DATA »

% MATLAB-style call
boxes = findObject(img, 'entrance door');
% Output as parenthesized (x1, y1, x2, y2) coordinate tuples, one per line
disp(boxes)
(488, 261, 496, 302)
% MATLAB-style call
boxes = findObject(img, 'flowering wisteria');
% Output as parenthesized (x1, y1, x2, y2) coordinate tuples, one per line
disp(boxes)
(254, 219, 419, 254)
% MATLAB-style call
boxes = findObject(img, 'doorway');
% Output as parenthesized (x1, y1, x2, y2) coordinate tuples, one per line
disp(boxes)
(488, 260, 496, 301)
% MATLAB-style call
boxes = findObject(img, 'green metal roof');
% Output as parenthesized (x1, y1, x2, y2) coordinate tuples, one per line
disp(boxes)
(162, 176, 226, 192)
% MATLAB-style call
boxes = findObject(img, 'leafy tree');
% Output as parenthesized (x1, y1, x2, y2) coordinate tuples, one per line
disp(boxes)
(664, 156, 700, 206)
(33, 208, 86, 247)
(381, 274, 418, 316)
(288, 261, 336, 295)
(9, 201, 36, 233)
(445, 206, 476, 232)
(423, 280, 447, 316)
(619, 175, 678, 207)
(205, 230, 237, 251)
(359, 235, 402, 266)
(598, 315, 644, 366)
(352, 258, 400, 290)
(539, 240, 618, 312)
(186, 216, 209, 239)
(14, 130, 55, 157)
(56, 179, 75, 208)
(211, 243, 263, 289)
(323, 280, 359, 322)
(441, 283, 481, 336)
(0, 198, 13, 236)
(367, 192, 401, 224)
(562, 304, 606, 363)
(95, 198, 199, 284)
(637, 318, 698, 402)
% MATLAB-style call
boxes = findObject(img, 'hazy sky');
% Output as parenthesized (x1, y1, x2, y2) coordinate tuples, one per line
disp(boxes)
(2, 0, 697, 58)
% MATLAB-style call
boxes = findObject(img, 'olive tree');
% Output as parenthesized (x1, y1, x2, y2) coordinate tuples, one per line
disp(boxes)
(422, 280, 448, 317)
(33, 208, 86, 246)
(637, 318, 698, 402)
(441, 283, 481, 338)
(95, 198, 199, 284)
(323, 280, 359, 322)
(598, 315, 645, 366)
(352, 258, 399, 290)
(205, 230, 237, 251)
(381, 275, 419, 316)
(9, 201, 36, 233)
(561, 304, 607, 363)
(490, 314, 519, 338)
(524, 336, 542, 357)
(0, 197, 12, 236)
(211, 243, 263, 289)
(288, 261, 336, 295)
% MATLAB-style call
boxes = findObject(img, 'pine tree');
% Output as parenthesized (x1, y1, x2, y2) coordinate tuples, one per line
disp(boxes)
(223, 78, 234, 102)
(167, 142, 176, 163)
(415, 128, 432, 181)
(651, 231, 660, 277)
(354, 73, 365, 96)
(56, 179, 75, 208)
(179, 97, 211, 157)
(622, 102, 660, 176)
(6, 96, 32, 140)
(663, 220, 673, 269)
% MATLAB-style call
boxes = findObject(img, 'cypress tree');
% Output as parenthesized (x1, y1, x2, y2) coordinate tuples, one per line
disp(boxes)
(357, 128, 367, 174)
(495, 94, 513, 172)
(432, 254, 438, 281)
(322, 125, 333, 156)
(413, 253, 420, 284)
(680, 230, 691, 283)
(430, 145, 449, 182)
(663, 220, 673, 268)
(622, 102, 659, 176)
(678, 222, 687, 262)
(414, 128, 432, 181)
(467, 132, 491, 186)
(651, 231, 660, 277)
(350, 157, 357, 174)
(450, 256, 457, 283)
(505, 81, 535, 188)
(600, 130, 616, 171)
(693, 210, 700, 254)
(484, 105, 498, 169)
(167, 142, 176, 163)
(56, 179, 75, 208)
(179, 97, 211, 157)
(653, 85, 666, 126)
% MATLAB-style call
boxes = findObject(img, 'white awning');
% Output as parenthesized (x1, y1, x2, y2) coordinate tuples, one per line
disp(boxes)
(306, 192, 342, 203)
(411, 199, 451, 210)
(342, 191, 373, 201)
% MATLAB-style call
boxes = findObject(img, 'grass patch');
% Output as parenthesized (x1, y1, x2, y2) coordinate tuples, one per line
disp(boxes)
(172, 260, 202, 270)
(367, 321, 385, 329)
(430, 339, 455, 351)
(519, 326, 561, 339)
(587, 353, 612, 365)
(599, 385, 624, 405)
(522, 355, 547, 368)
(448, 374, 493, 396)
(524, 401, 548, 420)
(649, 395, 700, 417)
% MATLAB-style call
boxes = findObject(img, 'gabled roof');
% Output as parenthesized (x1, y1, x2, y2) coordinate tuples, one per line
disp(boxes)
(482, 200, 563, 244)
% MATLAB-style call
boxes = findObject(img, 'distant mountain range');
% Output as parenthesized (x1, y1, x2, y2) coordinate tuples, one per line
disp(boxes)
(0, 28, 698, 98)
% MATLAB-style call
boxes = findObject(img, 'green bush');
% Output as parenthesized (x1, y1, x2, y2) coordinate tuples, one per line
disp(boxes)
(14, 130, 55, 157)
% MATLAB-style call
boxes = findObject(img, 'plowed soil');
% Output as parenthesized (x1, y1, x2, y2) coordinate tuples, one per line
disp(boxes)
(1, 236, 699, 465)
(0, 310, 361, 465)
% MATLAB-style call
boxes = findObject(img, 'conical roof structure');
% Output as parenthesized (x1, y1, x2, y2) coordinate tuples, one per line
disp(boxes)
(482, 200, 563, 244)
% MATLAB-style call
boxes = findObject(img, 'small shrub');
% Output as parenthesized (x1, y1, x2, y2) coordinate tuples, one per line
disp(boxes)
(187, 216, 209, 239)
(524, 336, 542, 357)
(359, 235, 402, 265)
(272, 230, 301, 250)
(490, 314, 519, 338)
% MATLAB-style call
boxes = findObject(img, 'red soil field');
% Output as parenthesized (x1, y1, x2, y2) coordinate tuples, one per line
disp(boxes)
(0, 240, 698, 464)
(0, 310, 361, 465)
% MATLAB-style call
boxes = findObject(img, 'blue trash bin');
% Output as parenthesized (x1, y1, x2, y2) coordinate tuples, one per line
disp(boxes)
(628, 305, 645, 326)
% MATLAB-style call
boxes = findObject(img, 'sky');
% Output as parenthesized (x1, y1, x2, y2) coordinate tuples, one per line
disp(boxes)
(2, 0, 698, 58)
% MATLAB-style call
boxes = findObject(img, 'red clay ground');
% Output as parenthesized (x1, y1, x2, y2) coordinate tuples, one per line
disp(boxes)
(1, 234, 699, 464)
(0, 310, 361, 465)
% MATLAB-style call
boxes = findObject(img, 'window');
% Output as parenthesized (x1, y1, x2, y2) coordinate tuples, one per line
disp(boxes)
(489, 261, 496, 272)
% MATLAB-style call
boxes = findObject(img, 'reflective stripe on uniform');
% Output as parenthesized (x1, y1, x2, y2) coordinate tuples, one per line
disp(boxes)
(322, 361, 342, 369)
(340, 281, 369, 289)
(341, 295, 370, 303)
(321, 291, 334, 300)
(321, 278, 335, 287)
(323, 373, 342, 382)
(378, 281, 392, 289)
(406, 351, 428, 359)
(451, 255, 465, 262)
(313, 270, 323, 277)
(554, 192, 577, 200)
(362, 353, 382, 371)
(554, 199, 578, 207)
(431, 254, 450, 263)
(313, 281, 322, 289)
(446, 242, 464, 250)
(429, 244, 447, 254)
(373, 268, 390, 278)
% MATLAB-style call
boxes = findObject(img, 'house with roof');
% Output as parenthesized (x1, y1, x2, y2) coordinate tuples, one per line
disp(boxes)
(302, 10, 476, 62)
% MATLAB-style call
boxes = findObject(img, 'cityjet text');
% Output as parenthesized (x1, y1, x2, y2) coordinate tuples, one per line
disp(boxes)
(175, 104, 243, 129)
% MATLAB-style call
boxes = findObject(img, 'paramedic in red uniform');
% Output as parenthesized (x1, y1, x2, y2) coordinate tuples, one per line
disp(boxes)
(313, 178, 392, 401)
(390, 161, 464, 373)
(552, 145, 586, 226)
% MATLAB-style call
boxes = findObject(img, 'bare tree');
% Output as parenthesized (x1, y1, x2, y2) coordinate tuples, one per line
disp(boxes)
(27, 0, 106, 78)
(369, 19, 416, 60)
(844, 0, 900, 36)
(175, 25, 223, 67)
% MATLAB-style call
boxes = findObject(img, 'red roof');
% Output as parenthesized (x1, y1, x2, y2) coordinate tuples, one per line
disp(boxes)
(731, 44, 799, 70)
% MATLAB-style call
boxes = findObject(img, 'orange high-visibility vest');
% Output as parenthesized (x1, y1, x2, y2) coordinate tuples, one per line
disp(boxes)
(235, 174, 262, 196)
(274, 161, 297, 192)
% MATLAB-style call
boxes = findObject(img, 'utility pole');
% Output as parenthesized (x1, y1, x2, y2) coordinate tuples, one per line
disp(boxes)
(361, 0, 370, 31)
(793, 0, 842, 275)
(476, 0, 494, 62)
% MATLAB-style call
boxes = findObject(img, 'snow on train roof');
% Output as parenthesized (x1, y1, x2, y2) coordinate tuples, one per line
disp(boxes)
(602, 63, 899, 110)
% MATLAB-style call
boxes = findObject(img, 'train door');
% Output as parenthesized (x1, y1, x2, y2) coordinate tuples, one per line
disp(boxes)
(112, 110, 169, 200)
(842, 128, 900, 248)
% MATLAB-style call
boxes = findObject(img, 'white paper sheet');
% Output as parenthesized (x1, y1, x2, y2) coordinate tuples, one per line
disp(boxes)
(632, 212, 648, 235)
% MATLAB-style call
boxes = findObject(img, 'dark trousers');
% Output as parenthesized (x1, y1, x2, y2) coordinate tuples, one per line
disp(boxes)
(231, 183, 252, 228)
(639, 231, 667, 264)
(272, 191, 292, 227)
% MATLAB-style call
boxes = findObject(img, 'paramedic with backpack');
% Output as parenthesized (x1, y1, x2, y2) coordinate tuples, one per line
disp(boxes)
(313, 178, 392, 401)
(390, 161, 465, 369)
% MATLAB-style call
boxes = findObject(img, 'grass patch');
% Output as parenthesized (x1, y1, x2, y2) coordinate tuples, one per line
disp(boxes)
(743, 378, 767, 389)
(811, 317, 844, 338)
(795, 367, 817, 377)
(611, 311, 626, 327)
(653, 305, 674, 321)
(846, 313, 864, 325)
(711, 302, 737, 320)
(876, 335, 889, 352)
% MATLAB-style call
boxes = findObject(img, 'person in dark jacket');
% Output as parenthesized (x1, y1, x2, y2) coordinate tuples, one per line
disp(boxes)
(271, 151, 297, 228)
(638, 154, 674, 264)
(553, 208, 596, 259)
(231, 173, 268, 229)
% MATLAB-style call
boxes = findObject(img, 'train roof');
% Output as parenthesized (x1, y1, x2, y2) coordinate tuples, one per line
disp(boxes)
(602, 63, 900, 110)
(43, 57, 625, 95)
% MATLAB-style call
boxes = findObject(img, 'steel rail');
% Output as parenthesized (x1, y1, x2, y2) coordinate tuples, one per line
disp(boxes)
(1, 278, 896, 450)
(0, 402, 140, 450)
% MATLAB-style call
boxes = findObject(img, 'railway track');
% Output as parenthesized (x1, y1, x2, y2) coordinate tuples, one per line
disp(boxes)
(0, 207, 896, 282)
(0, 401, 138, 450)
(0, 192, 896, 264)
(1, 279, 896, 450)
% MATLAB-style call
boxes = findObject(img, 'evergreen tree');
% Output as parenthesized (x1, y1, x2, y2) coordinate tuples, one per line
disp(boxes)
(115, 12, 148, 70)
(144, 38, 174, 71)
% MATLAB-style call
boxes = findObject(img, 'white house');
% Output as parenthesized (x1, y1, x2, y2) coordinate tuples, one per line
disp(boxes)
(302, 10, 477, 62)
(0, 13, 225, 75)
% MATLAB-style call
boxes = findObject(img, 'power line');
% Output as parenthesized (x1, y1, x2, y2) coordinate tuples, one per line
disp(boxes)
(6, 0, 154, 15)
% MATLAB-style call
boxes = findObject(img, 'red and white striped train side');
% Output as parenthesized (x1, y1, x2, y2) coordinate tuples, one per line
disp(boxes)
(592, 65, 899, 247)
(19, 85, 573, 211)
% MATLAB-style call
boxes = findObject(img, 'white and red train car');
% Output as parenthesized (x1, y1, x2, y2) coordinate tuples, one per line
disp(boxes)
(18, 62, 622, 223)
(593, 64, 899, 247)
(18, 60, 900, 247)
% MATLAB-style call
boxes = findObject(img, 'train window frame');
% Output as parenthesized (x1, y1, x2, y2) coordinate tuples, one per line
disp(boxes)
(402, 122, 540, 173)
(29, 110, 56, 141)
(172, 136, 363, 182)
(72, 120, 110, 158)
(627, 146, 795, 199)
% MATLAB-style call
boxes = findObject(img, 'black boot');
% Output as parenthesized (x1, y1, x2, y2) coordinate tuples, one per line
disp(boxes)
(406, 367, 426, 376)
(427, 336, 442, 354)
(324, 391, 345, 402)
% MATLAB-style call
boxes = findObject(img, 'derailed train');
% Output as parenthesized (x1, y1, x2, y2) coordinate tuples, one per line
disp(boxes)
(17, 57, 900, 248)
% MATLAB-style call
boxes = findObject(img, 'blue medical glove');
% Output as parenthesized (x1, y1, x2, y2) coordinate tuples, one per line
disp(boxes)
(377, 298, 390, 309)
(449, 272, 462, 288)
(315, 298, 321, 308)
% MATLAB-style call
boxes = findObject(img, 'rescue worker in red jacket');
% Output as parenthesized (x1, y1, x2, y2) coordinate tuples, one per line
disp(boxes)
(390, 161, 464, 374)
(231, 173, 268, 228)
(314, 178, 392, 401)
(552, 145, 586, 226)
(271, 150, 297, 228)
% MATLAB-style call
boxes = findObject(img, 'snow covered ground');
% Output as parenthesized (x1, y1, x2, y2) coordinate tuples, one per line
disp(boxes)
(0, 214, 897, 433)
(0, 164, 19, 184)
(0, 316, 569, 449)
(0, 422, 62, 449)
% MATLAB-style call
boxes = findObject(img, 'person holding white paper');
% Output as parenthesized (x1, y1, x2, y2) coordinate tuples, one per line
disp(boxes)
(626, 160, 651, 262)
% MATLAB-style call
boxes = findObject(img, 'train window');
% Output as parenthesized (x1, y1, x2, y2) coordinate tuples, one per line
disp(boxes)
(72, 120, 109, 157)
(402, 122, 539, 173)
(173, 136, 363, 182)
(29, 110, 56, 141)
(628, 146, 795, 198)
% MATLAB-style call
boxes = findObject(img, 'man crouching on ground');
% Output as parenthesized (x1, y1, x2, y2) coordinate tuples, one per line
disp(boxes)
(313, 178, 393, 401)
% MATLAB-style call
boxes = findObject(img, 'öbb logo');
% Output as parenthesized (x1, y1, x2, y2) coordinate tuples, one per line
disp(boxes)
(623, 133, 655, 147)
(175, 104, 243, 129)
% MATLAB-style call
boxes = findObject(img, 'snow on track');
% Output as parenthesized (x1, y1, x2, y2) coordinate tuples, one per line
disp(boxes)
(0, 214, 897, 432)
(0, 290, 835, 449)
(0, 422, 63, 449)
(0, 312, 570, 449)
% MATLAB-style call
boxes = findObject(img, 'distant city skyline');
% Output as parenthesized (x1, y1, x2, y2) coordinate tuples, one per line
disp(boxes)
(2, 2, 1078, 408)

WHAT YOU HAVE TO DO » Given the records above, reproduce precisely and only the lines between the line holding "boxes = findObject(img, 'blue medical" and the line holding "boxes = findObject(img, 'snow on track');", inclusive.

REPLY TO THE EXERCISE »
boxes = findObject(img, 'blue medical glove');
% Output as parenthesized (x1, y1, x2, y2) coordinate tuples, one per line
disp(boxes)
(377, 298, 390, 309)
(449, 272, 462, 288)
(315, 298, 321, 308)
% MATLAB-style call
boxes = findObject(img, 'rescue worker in red jacket');
% Output as parenthesized (x1, y1, x2, y2) coordinate tuples, one per line
disp(boxes)
(390, 161, 464, 374)
(231, 173, 268, 228)
(314, 178, 392, 401)
(552, 145, 586, 226)
(271, 150, 297, 228)
% MATLAB-style call
boxes = findObject(img, 'snow covered ground');
% Output as parenthesized (x1, y1, x2, y2) coordinate tuples, one per line
disp(boxes)
(0, 214, 897, 433)
(0, 164, 19, 184)
(0, 316, 569, 449)
(0, 422, 62, 449)
% MATLAB-style call
boxes = findObject(img, 'person holding white paper');
% Output as parenthesized (x1, y1, x2, y2) coordinate tuples, one per line
disp(boxes)
(626, 160, 651, 262)
% MATLAB-style call
boxes = findObject(img, 'train window');
% Output as parenthesized (x1, y1, x2, y2) coordinate tuples, one per line
disp(boxes)
(72, 120, 109, 157)
(402, 122, 539, 173)
(173, 136, 363, 182)
(29, 110, 56, 141)
(628, 146, 795, 198)
% MATLAB-style call
boxes = findObject(img, 'man crouching on ground');
% Output as parenthesized (x1, y1, x2, y2) coordinate tuples, one per line
disp(boxes)
(313, 178, 393, 401)
% MATLAB-style call
boxes = findObject(img, 'öbb logo');
% Output as parenthesized (x1, y1, x2, y2) coordinate tuples, one per line
disp(boxes)
(623, 133, 655, 147)
(175, 104, 243, 129)
% MATLAB-style call
boxes = findObject(img, 'snow on track');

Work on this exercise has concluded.